| EXERCISE REQUIREMENTS |
Give an exact copy of the lines of the records below, starting at the line containing "Place one point on every instance of the open" and running to the end.

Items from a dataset
== Segment start ==
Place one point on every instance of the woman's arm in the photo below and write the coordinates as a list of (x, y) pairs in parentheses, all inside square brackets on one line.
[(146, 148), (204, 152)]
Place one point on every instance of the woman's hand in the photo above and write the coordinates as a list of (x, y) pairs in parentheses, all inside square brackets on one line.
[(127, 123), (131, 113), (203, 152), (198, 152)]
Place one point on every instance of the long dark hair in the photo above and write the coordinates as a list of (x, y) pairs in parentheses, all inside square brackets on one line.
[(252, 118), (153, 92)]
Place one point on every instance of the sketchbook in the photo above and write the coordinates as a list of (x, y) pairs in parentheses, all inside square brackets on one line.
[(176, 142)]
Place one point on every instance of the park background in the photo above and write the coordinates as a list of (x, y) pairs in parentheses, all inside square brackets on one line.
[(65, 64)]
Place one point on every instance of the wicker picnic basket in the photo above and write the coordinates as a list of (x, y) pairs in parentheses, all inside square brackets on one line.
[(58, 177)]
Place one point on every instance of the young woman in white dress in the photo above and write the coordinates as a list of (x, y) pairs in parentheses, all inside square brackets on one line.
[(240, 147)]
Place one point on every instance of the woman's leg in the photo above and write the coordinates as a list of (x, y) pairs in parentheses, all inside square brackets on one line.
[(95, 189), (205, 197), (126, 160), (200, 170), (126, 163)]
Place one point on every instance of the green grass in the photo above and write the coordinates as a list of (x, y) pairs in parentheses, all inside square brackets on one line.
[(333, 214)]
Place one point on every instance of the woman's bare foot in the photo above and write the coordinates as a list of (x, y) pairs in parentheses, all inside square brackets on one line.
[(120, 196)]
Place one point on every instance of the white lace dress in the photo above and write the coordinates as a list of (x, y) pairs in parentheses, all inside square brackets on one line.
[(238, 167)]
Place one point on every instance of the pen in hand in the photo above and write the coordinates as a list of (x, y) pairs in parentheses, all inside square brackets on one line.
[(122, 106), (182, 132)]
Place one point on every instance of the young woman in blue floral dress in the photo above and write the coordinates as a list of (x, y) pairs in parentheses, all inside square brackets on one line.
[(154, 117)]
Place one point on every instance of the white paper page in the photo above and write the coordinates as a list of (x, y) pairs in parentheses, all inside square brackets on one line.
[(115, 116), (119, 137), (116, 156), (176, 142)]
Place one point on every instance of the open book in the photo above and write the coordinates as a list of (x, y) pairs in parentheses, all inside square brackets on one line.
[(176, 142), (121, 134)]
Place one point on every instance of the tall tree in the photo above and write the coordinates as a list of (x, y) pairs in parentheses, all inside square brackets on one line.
== Segment end ==
| ANSWER BOX |
Place one point on every instance of the open book in the photo above and write the coordinates as a list of (x, y) pairs in parentheses, all inside square brackets on one line.
[(176, 142), (121, 134)]
Place one point on every instance of the tall tree in the photo above and write the coordinates as a list of (x, y) pairs in parentheses, all inside square brackets on one line.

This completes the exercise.